# Stored records:
____________

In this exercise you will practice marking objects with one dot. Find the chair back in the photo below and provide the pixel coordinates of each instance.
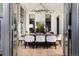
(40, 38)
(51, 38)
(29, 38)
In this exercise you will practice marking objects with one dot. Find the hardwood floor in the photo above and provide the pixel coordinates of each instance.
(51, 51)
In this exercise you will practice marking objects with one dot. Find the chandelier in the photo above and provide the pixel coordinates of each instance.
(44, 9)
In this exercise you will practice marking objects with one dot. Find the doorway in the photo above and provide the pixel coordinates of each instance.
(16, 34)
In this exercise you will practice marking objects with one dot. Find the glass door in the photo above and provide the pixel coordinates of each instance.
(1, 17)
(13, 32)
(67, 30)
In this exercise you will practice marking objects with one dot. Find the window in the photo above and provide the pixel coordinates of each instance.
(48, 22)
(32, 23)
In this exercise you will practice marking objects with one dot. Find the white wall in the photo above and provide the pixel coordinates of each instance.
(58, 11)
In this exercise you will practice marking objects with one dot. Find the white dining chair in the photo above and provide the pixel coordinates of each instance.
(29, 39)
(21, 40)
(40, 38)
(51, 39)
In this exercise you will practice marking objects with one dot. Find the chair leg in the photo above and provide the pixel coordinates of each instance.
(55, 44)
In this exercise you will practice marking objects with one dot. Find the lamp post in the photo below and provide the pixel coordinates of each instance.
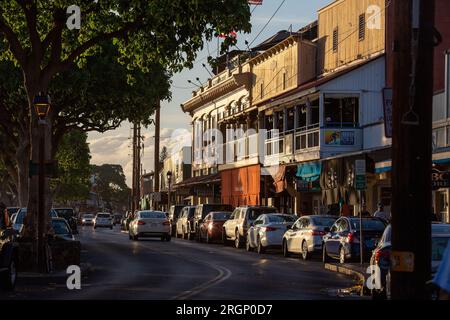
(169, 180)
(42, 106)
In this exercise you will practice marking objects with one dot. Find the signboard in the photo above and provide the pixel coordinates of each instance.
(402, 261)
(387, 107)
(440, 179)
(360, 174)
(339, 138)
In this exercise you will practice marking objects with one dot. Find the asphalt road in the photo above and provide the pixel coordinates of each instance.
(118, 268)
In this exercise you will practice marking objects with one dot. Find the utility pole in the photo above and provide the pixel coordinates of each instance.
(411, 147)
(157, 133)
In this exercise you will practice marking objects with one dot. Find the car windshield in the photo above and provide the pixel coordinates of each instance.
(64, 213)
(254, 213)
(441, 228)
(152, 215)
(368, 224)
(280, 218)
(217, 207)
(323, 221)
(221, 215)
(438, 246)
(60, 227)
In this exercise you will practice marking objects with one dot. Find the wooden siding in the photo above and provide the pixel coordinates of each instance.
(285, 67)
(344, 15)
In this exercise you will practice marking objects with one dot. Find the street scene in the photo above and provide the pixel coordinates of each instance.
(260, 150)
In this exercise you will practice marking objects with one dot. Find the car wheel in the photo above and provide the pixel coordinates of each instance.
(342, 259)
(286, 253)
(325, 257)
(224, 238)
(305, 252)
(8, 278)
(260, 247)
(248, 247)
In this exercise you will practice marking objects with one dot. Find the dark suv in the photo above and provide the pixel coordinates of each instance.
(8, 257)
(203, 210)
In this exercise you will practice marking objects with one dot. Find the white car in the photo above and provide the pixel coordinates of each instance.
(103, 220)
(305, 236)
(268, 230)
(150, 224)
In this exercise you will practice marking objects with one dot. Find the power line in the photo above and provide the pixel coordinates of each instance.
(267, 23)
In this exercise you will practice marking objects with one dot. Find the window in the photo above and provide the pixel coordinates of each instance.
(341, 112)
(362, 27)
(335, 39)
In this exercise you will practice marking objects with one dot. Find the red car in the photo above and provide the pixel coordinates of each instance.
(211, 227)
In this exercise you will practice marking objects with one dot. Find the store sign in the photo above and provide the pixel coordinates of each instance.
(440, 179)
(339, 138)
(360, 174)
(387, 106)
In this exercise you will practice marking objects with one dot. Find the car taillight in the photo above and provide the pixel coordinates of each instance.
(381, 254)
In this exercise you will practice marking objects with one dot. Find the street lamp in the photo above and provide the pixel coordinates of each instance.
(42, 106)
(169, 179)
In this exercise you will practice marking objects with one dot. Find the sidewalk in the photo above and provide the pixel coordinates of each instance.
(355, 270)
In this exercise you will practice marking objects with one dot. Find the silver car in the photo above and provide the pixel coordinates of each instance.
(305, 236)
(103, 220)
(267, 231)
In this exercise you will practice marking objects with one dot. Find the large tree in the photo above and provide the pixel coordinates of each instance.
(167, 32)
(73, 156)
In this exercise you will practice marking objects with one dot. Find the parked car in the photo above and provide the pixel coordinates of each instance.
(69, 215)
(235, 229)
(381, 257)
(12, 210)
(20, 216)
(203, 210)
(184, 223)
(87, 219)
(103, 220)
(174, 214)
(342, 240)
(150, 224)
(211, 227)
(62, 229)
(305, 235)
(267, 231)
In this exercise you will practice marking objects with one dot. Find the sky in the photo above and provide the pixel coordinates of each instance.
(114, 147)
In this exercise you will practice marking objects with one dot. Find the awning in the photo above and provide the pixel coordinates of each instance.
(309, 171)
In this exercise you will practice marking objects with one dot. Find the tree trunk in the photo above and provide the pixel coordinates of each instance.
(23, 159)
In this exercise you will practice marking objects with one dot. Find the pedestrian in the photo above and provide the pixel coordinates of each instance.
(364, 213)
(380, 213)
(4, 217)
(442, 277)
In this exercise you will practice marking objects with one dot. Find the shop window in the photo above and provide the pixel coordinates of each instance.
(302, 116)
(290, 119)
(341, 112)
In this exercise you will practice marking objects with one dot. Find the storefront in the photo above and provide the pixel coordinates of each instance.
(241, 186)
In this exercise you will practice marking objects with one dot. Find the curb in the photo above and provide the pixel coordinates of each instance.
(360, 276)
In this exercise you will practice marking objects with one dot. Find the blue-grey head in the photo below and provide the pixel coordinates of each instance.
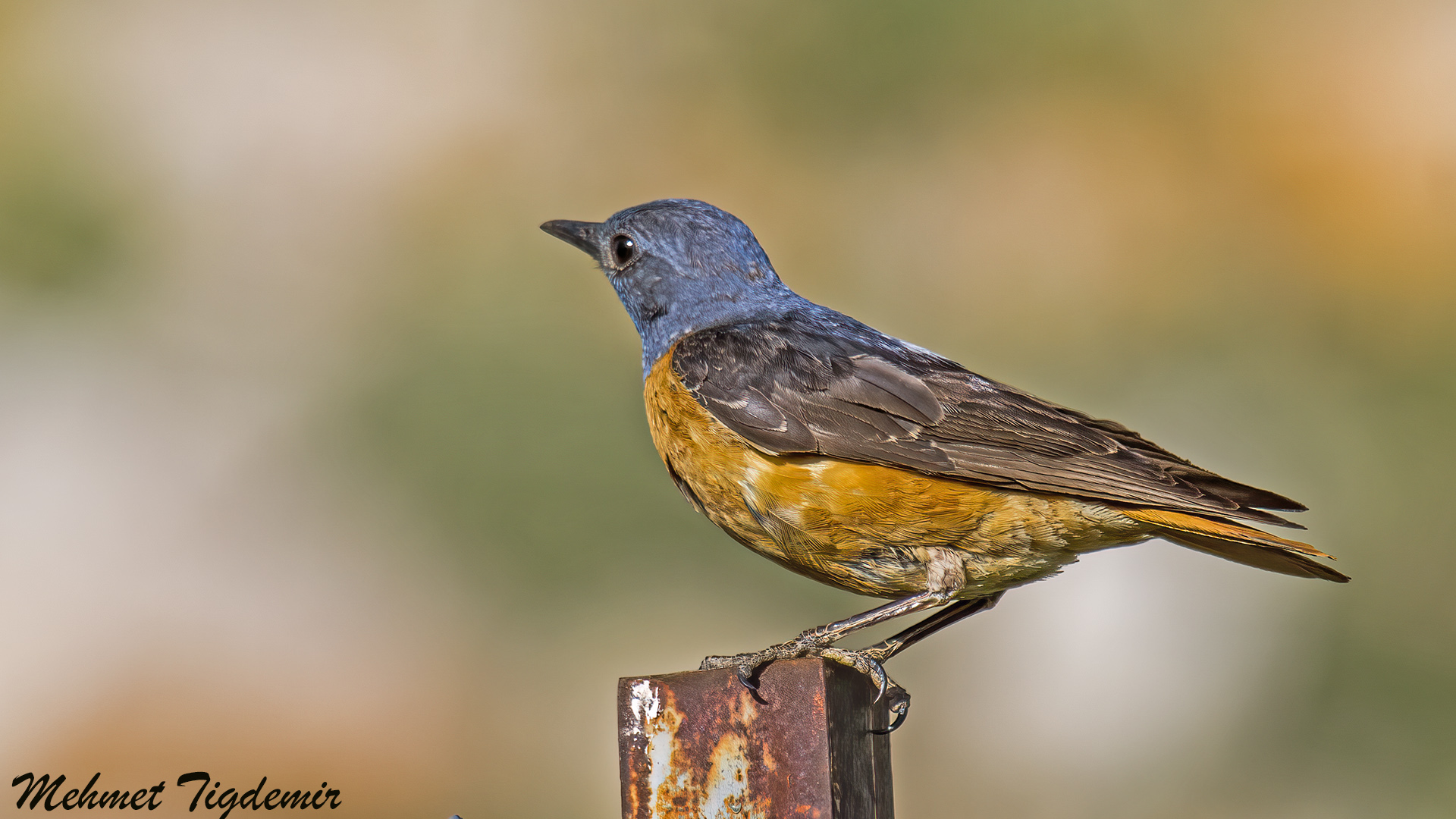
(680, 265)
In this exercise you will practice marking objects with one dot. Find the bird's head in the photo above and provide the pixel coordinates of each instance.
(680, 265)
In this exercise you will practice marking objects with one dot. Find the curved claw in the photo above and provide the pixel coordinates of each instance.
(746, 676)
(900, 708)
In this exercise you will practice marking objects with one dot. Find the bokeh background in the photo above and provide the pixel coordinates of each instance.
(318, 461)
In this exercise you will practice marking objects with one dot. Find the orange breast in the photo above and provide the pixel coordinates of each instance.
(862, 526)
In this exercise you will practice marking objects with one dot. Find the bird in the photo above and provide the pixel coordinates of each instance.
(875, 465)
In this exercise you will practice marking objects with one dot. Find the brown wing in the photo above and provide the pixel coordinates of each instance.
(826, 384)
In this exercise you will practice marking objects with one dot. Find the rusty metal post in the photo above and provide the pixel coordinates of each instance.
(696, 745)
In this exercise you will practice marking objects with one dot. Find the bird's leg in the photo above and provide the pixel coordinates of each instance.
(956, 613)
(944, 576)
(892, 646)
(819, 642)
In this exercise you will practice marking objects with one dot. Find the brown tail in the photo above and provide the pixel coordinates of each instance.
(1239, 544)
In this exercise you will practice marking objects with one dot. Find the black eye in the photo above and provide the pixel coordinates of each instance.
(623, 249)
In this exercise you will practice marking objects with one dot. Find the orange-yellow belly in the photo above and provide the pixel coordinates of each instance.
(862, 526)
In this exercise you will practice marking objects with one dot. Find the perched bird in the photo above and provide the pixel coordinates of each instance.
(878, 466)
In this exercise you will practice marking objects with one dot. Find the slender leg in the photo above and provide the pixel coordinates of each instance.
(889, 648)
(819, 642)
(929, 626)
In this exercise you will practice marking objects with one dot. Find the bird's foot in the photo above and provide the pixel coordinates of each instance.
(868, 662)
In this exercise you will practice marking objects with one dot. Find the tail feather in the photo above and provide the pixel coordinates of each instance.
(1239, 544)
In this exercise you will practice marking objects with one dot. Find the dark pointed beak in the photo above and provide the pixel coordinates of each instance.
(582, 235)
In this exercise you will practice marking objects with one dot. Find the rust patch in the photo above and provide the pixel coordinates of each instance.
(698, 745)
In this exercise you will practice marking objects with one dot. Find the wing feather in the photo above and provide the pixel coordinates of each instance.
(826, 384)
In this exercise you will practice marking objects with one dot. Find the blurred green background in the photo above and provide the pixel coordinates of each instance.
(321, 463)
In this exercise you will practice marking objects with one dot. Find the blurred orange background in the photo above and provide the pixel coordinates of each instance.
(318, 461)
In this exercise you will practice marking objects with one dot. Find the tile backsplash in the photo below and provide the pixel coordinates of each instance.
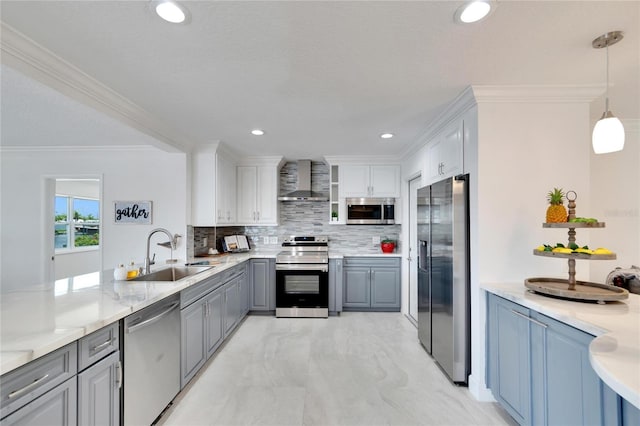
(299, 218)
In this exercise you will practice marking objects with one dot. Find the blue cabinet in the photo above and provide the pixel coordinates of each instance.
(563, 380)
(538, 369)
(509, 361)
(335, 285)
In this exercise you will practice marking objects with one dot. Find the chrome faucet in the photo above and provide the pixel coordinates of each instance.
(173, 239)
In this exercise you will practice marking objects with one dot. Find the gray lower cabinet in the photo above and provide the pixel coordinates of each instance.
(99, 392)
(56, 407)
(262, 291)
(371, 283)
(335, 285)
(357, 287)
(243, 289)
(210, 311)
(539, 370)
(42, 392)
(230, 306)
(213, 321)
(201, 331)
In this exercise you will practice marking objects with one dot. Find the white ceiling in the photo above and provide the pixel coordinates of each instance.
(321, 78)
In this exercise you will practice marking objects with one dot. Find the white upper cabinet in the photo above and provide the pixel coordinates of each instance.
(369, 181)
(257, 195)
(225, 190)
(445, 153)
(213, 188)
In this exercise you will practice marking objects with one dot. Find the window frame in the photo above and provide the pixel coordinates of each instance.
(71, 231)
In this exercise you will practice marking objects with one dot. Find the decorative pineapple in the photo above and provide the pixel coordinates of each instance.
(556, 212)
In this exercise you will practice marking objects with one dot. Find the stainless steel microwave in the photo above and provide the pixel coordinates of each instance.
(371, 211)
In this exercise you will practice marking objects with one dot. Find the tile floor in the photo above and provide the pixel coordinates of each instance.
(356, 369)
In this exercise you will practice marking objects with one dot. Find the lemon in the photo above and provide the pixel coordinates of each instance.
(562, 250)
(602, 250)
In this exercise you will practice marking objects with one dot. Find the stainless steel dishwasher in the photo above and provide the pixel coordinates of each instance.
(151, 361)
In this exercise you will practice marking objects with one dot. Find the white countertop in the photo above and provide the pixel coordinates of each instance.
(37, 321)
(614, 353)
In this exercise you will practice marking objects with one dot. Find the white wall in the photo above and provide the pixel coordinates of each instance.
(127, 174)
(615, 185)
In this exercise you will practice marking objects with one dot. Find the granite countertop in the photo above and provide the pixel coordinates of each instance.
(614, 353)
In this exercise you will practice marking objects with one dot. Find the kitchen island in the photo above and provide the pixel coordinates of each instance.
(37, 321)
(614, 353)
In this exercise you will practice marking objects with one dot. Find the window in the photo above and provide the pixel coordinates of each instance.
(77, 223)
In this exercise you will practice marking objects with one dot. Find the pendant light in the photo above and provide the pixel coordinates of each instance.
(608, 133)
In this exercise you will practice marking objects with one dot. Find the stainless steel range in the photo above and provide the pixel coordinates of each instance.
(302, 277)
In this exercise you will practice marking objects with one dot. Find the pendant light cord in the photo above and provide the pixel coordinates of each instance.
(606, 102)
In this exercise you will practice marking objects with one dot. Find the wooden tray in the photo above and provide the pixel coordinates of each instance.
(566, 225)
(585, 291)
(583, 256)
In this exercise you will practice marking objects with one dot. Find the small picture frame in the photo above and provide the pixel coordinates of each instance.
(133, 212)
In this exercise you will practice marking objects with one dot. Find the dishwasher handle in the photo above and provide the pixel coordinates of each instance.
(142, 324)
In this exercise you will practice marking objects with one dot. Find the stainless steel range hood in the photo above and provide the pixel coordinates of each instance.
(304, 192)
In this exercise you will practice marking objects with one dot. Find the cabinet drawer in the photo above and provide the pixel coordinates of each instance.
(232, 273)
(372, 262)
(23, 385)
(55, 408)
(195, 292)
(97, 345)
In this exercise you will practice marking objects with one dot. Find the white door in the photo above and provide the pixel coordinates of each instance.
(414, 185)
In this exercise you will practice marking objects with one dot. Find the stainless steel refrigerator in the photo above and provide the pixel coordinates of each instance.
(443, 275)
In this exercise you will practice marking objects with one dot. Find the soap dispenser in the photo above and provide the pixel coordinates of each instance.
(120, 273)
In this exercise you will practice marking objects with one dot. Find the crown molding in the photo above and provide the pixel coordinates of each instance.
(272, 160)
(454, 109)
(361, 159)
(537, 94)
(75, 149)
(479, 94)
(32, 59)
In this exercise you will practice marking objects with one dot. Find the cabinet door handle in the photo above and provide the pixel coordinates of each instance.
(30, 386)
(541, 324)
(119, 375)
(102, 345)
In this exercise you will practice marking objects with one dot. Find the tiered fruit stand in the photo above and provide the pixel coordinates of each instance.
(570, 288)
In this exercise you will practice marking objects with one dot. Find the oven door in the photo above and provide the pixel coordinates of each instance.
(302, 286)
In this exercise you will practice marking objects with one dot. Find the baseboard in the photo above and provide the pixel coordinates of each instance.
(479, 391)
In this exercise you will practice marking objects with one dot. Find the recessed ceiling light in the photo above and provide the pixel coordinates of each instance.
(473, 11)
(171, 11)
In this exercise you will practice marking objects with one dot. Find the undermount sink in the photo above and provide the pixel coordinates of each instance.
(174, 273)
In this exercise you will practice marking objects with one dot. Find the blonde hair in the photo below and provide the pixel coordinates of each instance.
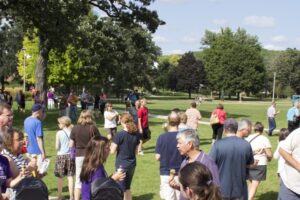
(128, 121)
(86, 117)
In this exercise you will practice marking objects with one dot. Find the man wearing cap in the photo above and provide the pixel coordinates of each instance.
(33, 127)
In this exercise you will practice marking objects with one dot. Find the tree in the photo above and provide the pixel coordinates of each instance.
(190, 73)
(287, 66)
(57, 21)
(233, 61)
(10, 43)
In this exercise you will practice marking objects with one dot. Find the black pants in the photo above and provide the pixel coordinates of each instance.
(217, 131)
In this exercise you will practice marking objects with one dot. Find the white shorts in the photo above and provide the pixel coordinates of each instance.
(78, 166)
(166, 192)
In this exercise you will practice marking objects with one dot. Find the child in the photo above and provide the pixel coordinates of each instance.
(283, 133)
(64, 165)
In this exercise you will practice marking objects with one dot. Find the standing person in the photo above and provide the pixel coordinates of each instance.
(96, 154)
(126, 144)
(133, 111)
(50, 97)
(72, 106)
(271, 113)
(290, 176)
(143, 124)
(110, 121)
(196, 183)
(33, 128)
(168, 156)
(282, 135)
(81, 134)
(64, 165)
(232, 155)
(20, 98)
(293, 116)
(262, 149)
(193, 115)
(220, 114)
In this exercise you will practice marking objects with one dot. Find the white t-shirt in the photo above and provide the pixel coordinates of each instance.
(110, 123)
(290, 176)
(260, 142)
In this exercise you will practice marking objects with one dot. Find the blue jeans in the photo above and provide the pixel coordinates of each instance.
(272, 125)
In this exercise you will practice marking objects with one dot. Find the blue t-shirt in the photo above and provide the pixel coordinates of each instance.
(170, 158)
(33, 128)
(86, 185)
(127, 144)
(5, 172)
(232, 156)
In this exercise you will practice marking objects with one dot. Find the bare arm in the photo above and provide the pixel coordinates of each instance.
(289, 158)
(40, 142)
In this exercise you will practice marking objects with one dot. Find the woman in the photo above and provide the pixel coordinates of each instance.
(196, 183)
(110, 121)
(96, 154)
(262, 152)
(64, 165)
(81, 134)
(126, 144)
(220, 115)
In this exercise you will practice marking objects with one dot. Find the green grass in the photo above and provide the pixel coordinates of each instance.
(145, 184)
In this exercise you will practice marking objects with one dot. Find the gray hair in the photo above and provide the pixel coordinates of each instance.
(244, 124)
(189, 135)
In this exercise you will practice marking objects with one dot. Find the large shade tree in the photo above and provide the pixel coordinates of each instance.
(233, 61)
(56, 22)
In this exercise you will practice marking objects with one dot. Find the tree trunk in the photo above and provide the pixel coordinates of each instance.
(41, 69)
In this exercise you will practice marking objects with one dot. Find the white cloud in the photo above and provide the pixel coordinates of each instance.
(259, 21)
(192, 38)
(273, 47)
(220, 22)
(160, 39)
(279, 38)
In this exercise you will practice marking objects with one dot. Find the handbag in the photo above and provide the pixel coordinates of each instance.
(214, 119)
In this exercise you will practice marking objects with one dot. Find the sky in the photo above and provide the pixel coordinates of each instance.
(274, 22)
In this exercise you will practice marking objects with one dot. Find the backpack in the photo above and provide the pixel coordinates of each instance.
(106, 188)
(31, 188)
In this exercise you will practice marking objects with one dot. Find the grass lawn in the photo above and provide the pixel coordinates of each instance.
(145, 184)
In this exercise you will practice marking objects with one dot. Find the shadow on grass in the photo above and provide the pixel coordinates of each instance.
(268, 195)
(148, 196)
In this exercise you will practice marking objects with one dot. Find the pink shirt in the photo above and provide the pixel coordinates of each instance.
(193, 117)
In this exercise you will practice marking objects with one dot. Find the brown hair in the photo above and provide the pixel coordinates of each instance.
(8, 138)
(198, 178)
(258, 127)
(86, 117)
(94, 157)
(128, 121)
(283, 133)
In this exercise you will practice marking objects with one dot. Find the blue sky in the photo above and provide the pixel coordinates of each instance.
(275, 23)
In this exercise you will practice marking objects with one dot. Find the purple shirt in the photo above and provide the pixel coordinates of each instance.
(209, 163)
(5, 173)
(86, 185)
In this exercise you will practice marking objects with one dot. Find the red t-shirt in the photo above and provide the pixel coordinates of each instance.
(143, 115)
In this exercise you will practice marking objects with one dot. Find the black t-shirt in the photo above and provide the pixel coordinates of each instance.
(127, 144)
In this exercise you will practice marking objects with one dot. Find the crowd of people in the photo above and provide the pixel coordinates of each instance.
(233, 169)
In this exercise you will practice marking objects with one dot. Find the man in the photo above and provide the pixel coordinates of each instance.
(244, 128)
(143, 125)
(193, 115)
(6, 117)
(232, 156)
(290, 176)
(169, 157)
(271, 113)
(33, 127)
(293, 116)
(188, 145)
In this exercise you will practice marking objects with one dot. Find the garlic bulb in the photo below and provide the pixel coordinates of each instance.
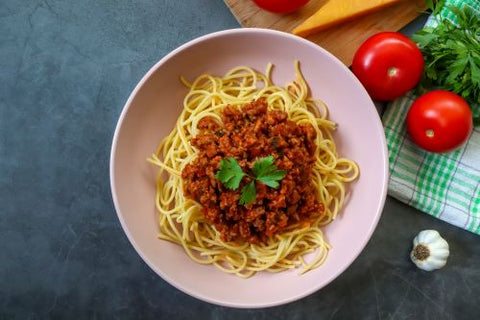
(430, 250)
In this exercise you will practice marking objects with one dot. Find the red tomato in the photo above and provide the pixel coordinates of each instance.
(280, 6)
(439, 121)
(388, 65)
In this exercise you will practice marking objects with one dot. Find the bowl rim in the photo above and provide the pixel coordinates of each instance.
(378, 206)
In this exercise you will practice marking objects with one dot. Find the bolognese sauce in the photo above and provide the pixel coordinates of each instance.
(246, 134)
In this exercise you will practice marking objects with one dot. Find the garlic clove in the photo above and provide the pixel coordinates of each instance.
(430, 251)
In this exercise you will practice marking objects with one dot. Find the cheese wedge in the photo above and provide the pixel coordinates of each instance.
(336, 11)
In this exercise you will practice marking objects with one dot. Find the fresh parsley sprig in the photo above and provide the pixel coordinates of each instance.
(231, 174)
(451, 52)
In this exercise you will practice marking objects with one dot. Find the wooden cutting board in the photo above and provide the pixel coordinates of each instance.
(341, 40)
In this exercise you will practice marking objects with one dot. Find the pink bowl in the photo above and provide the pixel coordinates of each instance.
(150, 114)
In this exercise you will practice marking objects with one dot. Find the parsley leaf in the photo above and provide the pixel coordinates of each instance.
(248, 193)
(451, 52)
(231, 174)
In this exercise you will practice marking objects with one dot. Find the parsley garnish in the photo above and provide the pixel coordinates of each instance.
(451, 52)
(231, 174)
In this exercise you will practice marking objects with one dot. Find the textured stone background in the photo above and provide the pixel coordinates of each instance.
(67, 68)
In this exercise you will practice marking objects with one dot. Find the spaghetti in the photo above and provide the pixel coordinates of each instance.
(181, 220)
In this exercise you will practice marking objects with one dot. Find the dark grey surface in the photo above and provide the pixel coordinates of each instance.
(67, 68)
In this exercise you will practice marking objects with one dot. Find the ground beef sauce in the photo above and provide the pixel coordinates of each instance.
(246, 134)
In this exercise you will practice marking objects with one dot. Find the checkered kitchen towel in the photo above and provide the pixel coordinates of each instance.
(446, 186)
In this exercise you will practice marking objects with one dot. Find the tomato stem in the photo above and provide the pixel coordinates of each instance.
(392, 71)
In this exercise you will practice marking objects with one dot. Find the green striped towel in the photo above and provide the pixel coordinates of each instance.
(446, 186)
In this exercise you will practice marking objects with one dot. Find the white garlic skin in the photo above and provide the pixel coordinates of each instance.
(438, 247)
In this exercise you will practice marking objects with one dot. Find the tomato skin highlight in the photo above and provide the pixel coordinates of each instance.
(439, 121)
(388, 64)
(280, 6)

____________

# Exercise:
Starting from the line containing "Find the textured" and ending with the final line of the data, reproduce each line exactly as it appears, including no other lines.

# The response:
In this exercise you will practice marking objects with one dot. Find the textured stone background in the photo above and provide the pixel coordinates of each instance.
(67, 68)
In this exercise you will practice marking objects with one dot. Find the spaghetti in the photo above and provide the pixel coordinates of each instance.
(181, 220)
In this exercise you will practice marking objects with one dot. Find the dark grey surface in the photo above and provide the pixel coordinates of each instance.
(67, 68)
In this exercise you will practice marking objects with one dot. Find the ground beef sauce in the photo above and provide the pixel coordinates of each instance.
(246, 134)
In this exercise you will practice marking objects with one dot. Find the checkered kitchen towel in the photo above and provide the pixel coordinates of each instance.
(446, 186)
In this exercise you will practice marking objects with one dot. Find the tomato stem in the photo above and provide the pixel coordinates of each instance.
(392, 71)
In this exercise you will practice marking objects with one dot. Find the green striped towel in the photo above and provide the pixel coordinates of each instance.
(446, 186)
In this exercise you will practice marking objects with one dot. Find the white garlic skin in the photo above and provide the pixel coordinates of each instance.
(438, 247)
In this exercise you will practice marking objects with one dot. Find the tomato skin highlight in the photo above and provide the pixel coordinates of each instance.
(439, 121)
(388, 64)
(280, 6)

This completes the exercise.